● **Input for this task**:
>>>>>

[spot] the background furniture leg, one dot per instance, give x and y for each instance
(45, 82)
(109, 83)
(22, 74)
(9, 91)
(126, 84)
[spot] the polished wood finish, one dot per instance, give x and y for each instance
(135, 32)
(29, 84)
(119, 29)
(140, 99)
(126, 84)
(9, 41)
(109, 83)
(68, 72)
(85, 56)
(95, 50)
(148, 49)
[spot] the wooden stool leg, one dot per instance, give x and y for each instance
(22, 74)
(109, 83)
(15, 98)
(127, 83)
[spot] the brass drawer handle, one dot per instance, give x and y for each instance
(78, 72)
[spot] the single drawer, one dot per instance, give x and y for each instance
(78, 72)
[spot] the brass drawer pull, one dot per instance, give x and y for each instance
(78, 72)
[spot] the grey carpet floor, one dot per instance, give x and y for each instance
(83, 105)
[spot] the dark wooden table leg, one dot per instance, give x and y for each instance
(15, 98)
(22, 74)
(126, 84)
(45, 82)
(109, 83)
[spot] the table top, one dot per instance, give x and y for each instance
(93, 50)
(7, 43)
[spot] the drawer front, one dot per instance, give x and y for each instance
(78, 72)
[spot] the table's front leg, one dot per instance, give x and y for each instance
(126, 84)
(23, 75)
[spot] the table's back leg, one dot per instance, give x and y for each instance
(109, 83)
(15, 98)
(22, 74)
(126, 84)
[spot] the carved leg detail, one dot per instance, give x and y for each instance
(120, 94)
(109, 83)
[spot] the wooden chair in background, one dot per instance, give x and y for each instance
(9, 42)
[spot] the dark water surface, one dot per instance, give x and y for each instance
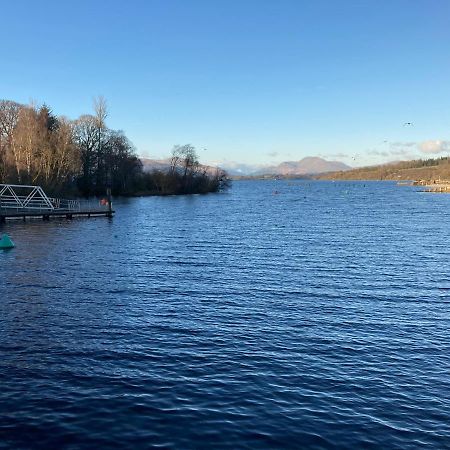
(314, 318)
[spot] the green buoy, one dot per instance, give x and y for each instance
(6, 242)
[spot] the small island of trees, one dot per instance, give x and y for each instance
(82, 157)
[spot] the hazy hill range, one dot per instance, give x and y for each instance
(421, 169)
(307, 166)
(149, 165)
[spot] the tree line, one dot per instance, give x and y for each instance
(84, 157)
(419, 169)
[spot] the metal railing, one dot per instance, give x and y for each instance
(20, 199)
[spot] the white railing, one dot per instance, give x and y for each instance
(20, 198)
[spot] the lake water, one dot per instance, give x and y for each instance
(315, 317)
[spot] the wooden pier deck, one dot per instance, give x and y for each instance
(47, 215)
(31, 202)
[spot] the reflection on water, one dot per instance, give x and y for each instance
(314, 317)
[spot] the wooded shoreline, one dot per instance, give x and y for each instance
(84, 158)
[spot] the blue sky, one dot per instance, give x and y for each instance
(253, 81)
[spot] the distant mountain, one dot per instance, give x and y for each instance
(149, 165)
(419, 169)
(310, 165)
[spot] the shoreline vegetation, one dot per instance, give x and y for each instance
(423, 171)
(433, 174)
(83, 157)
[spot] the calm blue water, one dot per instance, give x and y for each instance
(318, 317)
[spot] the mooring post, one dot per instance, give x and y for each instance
(108, 195)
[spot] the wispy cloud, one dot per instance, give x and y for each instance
(434, 146)
(402, 144)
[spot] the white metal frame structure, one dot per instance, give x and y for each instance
(16, 196)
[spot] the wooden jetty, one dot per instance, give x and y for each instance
(31, 202)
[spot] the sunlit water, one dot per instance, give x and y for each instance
(314, 317)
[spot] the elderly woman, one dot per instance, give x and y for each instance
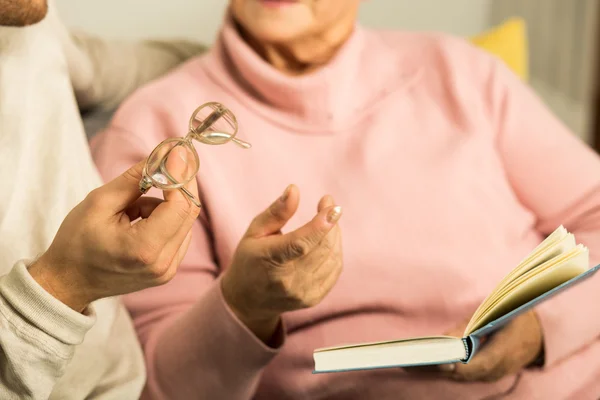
(449, 171)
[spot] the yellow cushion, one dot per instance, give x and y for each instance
(508, 41)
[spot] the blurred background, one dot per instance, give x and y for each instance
(561, 36)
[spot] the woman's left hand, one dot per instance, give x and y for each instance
(507, 352)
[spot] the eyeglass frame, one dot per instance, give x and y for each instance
(198, 133)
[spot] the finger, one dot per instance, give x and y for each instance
(176, 213)
(174, 255)
(305, 239)
(274, 218)
(489, 363)
(142, 208)
(181, 166)
(123, 190)
(326, 201)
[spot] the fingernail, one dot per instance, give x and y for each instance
(286, 193)
(447, 367)
(334, 215)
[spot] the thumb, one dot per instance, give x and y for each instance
(274, 218)
(302, 241)
(122, 191)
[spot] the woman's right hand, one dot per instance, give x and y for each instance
(273, 273)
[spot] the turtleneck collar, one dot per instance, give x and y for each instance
(327, 98)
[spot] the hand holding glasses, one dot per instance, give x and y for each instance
(211, 123)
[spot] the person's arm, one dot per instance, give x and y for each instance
(193, 343)
(557, 177)
(97, 253)
(38, 336)
(105, 72)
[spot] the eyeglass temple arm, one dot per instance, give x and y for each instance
(191, 197)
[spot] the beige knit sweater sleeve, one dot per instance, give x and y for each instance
(105, 72)
(38, 336)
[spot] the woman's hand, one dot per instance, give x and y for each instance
(98, 253)
(272, 273)
(507, 352)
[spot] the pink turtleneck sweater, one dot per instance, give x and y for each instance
(449, 170)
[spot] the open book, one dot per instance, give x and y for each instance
(553, 266)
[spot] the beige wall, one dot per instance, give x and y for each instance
(199, 19)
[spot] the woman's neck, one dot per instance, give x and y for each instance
(303, 55)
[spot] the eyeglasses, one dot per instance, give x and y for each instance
(174, 162)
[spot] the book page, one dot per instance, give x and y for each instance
(559, 242)
(538, 281)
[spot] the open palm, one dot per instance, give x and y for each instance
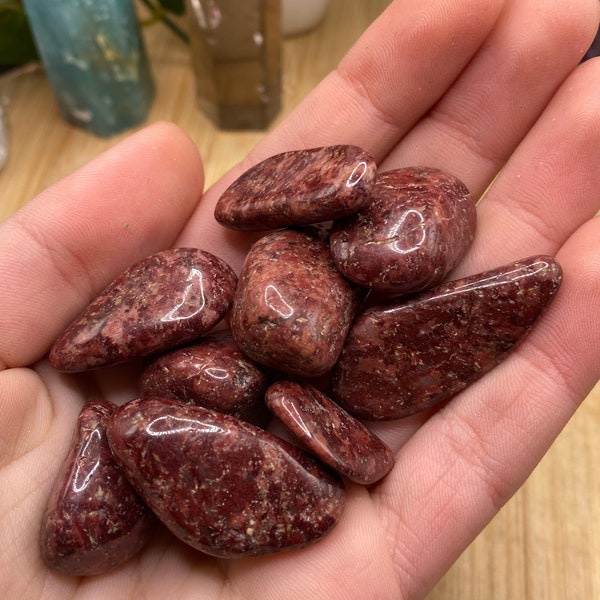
(484, 89)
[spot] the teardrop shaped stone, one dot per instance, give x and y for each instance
(94, 521)
(298, 187)
(292, 308)
(164, 300)
(222, 485)
(407, 355)
(337, 438)
(414, 231)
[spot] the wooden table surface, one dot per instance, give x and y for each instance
(545, 543)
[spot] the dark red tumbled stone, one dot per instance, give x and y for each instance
(405, 356)
(297, 188)
(338, 439)
(221, 485)
(292, 308)
(95, 520)
(165, 300)
(213, 373)
(414, 231)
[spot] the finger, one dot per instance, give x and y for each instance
(549, 186)
(543, 194)
(65, 245)
(396, 71)
(463, 464)
(475, 127)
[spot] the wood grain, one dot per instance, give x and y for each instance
(545, 543)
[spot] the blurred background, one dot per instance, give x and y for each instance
(545, 543)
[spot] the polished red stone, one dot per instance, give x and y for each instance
(165, 300)
(213, 373)
(292, 308)
(338, 439)
(407, 355)
(297, 188)
(221, 485)
(94, 520)
(417, 226)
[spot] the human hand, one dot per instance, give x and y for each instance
(474, 87)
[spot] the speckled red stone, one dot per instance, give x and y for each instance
(338, 439)
(165, 300)
(222, 485)
(297, 188)
(292, 308)
(405, 356)
(414, 231)
(213, 373)
(94, 521)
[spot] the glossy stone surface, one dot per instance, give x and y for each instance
(414, 231)
(165, 300)
(222, 485)
(94, 520)
(292, 308)
(213, 373)
(338, 439)
(405, 356)
(94, 56)
(297, 188)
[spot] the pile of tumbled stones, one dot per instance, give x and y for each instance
(342, 313)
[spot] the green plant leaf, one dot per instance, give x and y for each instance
(175, 6)
(16, 43)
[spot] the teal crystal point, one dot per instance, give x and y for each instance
(95, 60)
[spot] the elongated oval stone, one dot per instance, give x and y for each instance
(337, 438)
(213, 373)
(94, 520)
(297, 188)
(405, 356)
(414, 231)
(221, 485)
(292, 308)
(165, 300)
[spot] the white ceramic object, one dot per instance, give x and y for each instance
(299, 16)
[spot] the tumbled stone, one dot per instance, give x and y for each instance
(213, 373)
(414, 231)
(292, 308)
(165, 300)
(338, 439)
(221, 485)
(94, 520)
(407, 355)
(297, 188)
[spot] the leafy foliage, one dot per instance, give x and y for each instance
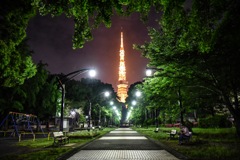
(195, 49)
(16, 63)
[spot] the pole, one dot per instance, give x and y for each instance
(180, 105)
(99, 122)
(62, 104)
(89, 115)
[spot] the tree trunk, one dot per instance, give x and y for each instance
(237, 124)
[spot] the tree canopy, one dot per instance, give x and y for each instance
(196, 48)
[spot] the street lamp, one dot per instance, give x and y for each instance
(92, 73)
(138, 93)
(134, 102)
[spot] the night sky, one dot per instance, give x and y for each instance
(51, 40)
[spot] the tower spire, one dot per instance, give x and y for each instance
(123, 84)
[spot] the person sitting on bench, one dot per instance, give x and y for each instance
(184, 134)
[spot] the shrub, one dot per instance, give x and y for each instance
(217, 121)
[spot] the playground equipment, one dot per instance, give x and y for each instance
(21, 124)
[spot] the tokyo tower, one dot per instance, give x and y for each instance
(122, 82)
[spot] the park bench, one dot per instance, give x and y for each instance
(59, 138)
(172, 134)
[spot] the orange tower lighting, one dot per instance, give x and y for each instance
(123, 84)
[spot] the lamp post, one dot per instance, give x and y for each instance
(92, 73)
(150, 72)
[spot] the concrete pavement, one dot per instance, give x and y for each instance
(123, 143)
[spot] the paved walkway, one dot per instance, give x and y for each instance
(122, 143)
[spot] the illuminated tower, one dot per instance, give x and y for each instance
(123, 84)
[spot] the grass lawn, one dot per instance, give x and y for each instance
(42, 148)
(205, 144)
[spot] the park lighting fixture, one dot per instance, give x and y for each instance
(106, 94)
(149, 72)
(134, 102)
(138, 93)
(111, 103)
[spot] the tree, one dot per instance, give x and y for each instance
(198, 48)
(16, 63)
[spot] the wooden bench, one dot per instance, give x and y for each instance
(172, 134)
(59, 138)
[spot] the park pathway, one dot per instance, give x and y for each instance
(122, 144)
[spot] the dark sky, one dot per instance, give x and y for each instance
(51, 41)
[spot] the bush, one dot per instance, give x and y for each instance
(217, 121)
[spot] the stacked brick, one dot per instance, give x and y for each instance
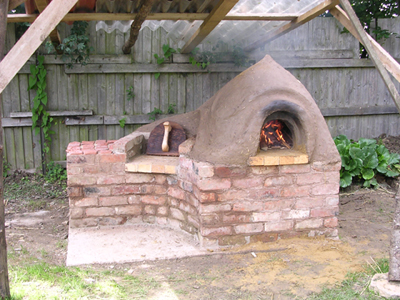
(223, 205)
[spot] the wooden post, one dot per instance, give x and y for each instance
(394, 252)
(4, 282)
(137, 24)
(371, 51)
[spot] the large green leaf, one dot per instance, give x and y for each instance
(345, 179)
(367, 173)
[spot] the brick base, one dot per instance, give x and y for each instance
(222, 205)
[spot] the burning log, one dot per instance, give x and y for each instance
(275, 134)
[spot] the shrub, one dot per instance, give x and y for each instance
(364, 159)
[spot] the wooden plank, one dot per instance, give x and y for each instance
(32, 39)
(387, 60)
(372, 52)
(71, 17)
(28, 114)
(304, 18)
(213, 19)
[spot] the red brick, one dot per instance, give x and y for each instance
(296, 214)
(97, 190)
(278, 180)
(126, 190)
(279, 226)
(99, 211)
(74, 170)
(176, 193)
(248, 182)
(81, 159)
(236, 218)
(324, 212)
(249, 228)
(302, 191)
(156, 200)
(309, 203)
(90, 169)
(248, 206)
(139, 178)
(132, 210)
(278, 205)
(203, 169)
(162, 210)
(86, 202)
(112, 158)
(150, 209)
(331, 222)
(308, 179)
(74, 191)
(184, 206)
(176, 214)
(111, 201)
(111, 179)
(210, 219)
(326, 189)
(134, 199)
(80, 180)
(265, 170)
(211, 184)
(210, 208)
(216, 231)
(76, 213)
(309, 224)
(266, 216)
(233, 195)
(294, 169)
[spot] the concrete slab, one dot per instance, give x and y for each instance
(385, 288)
(128, 243)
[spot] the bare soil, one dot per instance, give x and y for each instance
(286, 269)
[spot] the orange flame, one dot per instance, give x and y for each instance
(275, 134)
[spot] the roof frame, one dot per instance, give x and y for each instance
(304, 18)
(213, 19)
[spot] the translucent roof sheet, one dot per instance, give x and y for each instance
(230, 32)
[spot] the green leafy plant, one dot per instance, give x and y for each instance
(55, 173)
(167, 51)
(130, 94)
(171, 109)
(364, 159)
(122, 122)
(40, 117)
(153, 114)
(75, 48)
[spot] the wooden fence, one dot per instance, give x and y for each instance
(89, 102)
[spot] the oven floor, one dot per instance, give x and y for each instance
(128, 243)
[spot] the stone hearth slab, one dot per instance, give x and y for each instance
(275, 157)
(128, 243)
(153, 164)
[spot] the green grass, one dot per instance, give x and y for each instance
(44, 281)
(355, 286)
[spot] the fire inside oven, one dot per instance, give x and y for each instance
(275, 134)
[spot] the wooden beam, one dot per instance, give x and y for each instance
(387, 60)
(214, 18)
(137, 24)
(304, 18)
(32, 39)
(4, 280)
(12, 4)
(16, 18)
(371, 51)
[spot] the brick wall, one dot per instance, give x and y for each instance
(222, 205)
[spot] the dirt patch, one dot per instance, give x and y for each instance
(285, 269)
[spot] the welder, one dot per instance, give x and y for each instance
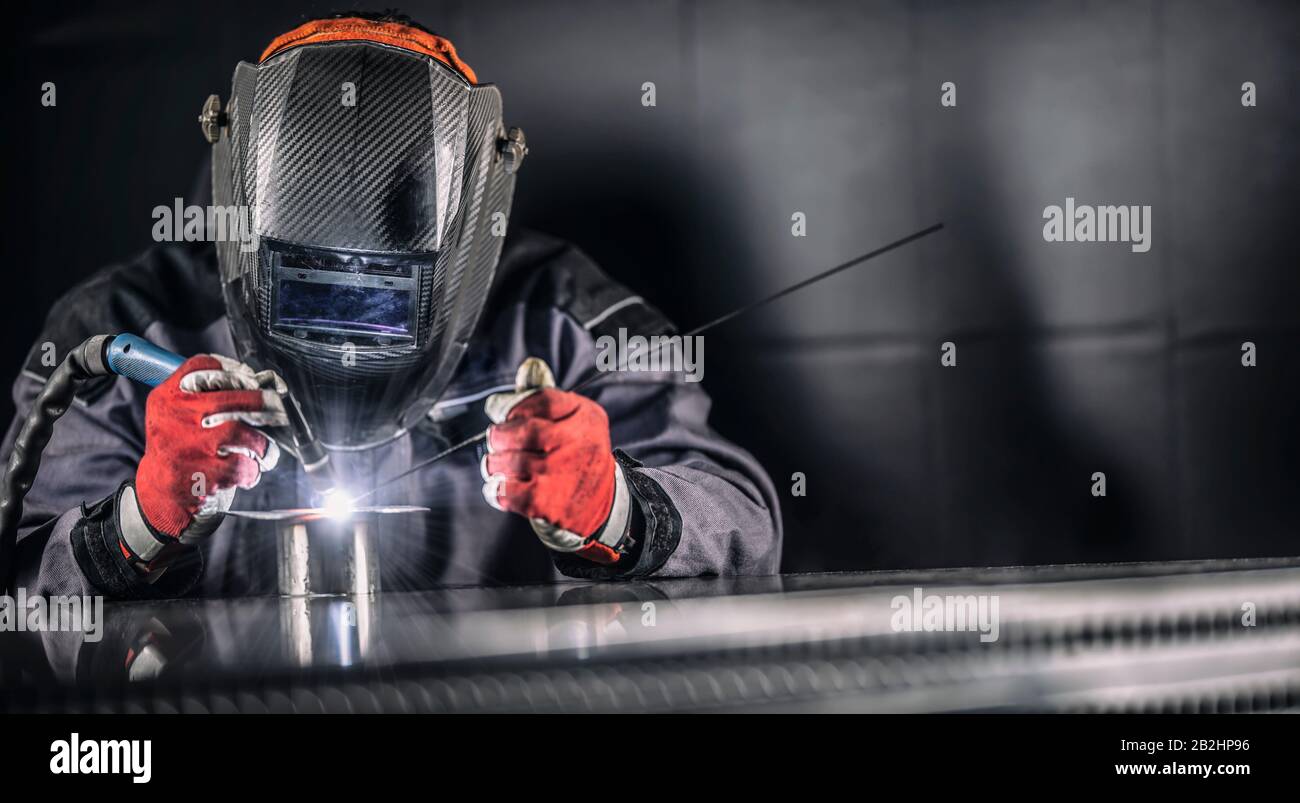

<<<<<

● **Task to carry out**:
Leave every picture out and set down exactly the lines running from the one with "[spot] the brick wall, one" to the last line of the material above.

● **Solution**:
[spot] the brick wall, one dot per instance, give x and y for each instance
(222, 205)
[spot] the dirt patch, one dot per instance, give x and y for each instance
(285, 269)
[spot] the welder, one dot per instance, give x and y for each instance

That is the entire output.